_PROBLEM TO SOLVE_
Every line of the records that holds the word "dense" should be copied.

_Stored records_
/---

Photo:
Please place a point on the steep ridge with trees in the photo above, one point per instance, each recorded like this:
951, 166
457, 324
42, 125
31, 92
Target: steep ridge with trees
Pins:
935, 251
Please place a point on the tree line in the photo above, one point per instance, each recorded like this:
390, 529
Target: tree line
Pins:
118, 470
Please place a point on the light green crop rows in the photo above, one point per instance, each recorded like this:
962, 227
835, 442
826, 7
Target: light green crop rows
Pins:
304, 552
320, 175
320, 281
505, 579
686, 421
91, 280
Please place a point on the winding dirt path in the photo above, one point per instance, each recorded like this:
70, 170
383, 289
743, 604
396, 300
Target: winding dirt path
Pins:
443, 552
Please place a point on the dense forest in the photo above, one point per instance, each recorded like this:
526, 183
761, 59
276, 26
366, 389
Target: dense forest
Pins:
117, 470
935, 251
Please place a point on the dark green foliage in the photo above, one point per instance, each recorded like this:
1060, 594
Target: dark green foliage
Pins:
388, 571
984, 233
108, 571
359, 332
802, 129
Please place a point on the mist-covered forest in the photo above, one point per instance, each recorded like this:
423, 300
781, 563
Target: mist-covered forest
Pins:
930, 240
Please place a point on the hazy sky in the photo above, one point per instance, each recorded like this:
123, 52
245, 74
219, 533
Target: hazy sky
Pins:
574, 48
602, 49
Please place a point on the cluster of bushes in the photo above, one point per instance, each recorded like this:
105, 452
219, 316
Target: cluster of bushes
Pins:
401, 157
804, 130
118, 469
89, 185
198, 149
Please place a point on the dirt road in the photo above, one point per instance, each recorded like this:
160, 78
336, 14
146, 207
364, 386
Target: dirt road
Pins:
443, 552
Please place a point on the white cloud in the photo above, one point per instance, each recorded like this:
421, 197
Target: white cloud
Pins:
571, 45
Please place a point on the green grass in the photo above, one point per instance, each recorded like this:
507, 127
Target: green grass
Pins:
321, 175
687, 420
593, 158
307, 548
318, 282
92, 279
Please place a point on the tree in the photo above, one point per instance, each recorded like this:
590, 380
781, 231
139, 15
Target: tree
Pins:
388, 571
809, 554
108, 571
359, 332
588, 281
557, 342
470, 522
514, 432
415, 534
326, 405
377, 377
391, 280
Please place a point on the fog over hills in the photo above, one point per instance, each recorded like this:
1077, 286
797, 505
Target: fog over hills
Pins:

\---

_EXERCISE RESULT_
Please place a point on the dense forest in the photo above, one point per instance, each recorded like this:
Target: dense forest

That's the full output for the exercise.